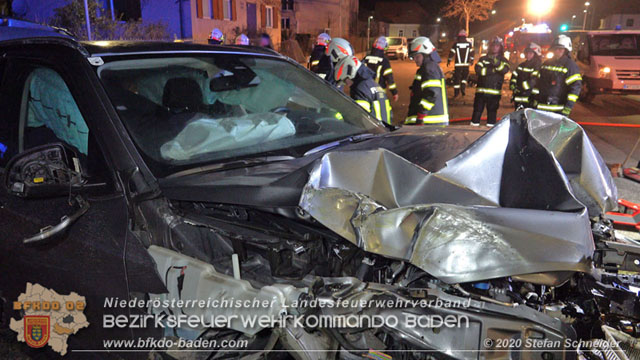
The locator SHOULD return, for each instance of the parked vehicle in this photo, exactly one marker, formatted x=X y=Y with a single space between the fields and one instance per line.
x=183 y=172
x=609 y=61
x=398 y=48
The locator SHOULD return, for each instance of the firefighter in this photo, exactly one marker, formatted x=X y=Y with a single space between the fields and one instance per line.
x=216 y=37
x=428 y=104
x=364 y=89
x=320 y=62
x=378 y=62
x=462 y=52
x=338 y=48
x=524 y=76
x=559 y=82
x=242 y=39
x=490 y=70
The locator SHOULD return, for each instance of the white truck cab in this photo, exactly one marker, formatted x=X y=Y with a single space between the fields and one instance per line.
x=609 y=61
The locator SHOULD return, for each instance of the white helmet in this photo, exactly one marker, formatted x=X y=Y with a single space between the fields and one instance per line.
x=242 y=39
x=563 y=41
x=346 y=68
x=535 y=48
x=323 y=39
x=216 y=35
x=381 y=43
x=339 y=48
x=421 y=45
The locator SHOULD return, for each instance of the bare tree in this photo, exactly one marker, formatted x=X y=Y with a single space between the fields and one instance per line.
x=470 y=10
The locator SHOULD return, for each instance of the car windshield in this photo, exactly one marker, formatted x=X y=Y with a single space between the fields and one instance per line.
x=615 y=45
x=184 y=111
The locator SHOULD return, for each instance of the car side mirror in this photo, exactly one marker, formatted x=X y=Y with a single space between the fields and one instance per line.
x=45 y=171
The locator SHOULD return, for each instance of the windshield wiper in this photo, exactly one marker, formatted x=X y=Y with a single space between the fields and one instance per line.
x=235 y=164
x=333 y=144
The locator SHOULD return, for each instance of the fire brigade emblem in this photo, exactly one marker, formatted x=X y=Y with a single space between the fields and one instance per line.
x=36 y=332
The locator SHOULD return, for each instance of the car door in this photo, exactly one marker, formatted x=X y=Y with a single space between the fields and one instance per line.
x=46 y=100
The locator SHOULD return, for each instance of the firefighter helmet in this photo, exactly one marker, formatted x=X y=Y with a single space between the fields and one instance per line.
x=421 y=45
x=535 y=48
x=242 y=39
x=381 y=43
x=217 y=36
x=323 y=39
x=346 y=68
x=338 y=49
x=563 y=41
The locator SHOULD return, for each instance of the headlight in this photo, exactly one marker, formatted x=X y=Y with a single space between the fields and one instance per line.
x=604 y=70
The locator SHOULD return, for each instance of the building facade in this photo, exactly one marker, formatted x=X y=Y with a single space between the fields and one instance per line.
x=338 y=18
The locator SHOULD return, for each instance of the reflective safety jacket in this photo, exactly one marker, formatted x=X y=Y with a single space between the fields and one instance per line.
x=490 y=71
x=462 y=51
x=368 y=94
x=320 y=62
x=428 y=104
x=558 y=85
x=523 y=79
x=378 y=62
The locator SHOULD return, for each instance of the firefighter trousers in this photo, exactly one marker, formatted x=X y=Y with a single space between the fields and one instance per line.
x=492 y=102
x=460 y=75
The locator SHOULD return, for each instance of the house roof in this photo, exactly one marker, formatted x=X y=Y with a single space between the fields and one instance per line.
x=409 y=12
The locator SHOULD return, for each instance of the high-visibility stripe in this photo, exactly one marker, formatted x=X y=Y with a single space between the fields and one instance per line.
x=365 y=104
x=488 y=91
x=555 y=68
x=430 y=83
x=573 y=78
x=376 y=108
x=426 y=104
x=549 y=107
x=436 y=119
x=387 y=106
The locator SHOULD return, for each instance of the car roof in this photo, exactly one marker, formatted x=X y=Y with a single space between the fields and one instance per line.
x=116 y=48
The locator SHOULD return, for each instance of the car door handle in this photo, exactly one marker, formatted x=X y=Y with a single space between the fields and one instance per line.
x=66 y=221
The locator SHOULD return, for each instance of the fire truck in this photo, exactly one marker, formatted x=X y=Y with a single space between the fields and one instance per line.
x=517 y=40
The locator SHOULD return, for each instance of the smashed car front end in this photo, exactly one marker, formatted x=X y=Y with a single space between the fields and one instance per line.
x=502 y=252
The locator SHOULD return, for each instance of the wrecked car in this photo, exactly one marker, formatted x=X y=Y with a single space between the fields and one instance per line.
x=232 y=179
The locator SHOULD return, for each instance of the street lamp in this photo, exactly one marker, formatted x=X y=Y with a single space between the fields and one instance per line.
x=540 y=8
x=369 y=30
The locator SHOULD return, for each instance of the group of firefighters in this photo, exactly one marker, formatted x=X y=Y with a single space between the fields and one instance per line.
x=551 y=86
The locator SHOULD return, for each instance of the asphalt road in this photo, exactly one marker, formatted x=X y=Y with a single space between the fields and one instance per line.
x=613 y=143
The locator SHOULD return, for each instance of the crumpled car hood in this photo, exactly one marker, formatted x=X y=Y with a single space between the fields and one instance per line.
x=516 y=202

==*==

What you need to do: From the first line to the last, give the data again exactly, but without pictures.

Response:
The locator SHOULD return, for each instance of the parked vehicle in this photo, exactly one marker, formatted x=X y=Y with a single space between the fields and one instance per line.
x=183 y=172
x=609 y=61
x=398 y=48
The locator SHOULD return, for each instance of the firefighter in this photo, exactly one marker, formatted x=X y=Y with a single space between the fields and one instance per line.
x=216 y=37
x=428 y=104
x=364 y=89
x=320 y=62
x=378 y=62
x=462 y=52
x=338 y=48
x=524 y=76
x=559 y=82
x=242 y=39
x=490 y=70
The locator SHOULD return, for each instance of the white truck cab in this photo, exactly one marker, formatted x=X y=Y with a single space between the fields and one instance per line.
x=609 y=61
The locator SHOULD return, for each instance of the white helmet in this photo, exactly one marker, formatted x=X y=Y with a single space between the fields and one instance per line.
x=242 y=39
x=563 y=41
x=346 y=68
x=535 y=48
x=323 y=39
x=216 y=35
x=381 y=43
x=339 y=48
x=421 y=45
The locator SHOULD return, for each instance of the bare tree in this photo, exactly one marker, formatted x=X y=Y with a single space between the fields and one instance per line.
x=470 y=10
The locator SHOULD return, for each instance of the car windshield in this photo, exactly one marker, formatted x=X y=Y with a single space between the fields and one instance per line.
x=615 y=45
x=184 y=111
The locator SHOULD return, for each instance of the car side mirror in this photo, exactly one marker, formatted x=X y=Y with a single space between the fields and one instance per line.
x=45 y=171
The locator SHOULD return, for each instance of the windshield wiper in this photo, exactly one marker, formatted x=X y=Y with a single space between the fields and one instance per line.
x=235 y=164
x=333 y=144
The locator SHOULD return, for each instance of the fire brigade emblem in this photo, exactly one marker, formatted x=X y=Y with a single space between the fields and one instance per line.
x=36 y=332
The locator SHOULD return, for each instance of the car door in this photo, exactly one marker, formatted x=X y=Y with a single space between the fields and one instance per line.
x=46 y=100
The locator SHOULD return, for each instance of the firefighter helmet in this photo, exactly one marker, formatted x=X y=Y with a single space between the fields and one instance per line.
x=421 y=45
x=535 y=48
x=242 y=39
x=381 y=43
x=217 y=36
x=323 y=39
x=346 y=68
x=338 y=49
x=563 y=41
The locator SHOULD return, for each instance of the headlight in this photo, exactly one marker, formatted x=X y=Y with a single space between the fields and one instance per line.
x=604 y=70
The locator SHOULD return, for each instance of the building facade in this photo, exactly one marker, formatted x=X y=Y with a single space between the fields and one instance per line.
x=338 y=18
The locator SHOULD return, for each instance of the reflective safety jacket in this photo, exactly one marker, formatted x=X y=Y with a single space between the fields and one instance per line.
x=490 y=71
x=462 y=51
x=368 y=94
x=320 y=62
x=428 y=104
x=558 y=85
x=523 y=79
x=378 y=62
The locator SHOULD return, for each instance of the firefighter trousers in this photo, exactly one marker, formatted x=X y=Y with a single space between the fields and one instance per line.
x=492 y=102
x=460 y=75
The locator SHOULD return, for each instance of the house roof in this photo, exactly one marker, formatted x=X y=Y with a single space between the fields and one instance per line.
x=409 y=12
The locator SHOULD return, for each instance of the high-visibility stripe in this photo, exactly one marker, formatted x=X y=Y with a single space between the fields and one instance per line.
x=365 y=104
x=488 y=91
x=555 y=68
x=430 y=83
x=573 y=78
x=376 y=108
x=426 y=104
x=549 y=107
x=436 y=119
x=387 y=106
The locator SHOULD return, for each instance of the car roof in this photo, exactly one marker, formatted x=X y=Y with a single space between the fields and one instance per line.
x=116 y=48
The locator SHOULD return, for each instance of the car door handle in this photo, exactly one marker, formatted x=X y=Y with a single space between the fields and one instance per line.
x=66 y=221
The locator SHOULD return, for each instance of the fire truck in this photo, exactly one marker, formatted x=X y=Y with a single space between the fields and one instance per line.
x=517 y=40
The locator SHOULD return, for each instance of the smashed car front end in this photo, exactly one marker, formatted x=X y=Y with a single space between the fields and one instance per line.
x=502 y=252
The locator SHOULD return, for each instance of the wrecked car in this photo, exactly one marker, formatted x=X y=Y with a single space between the fields and one instance per line.
x=232 y=179
The locator SHOULD return, for each instance of the street lamp in this photo, exactly one marker, formatted x=X y=Y with a single space between the fields and one instance per line.
x=540 y=8
x=369 y=30
The locator SHOULD return, for each instance of the group of firefighters in this photo, exactly one marker, formatted x=X y=Y with a single space between the fields and one instance per line.
x=551 y=86
The locator SHOULD return, for each instance of the asphalt road in this photo, exactly one marker, formatted x=X y=Y with a single space between the fields and one instance per line.
x=613 y=143
The locator SHOULD return, for each instance of the crumpled car hood in this photo, exactly one marker, formatted x=X y=Y with a single space between the fields and one instance per line.
x=516 y=202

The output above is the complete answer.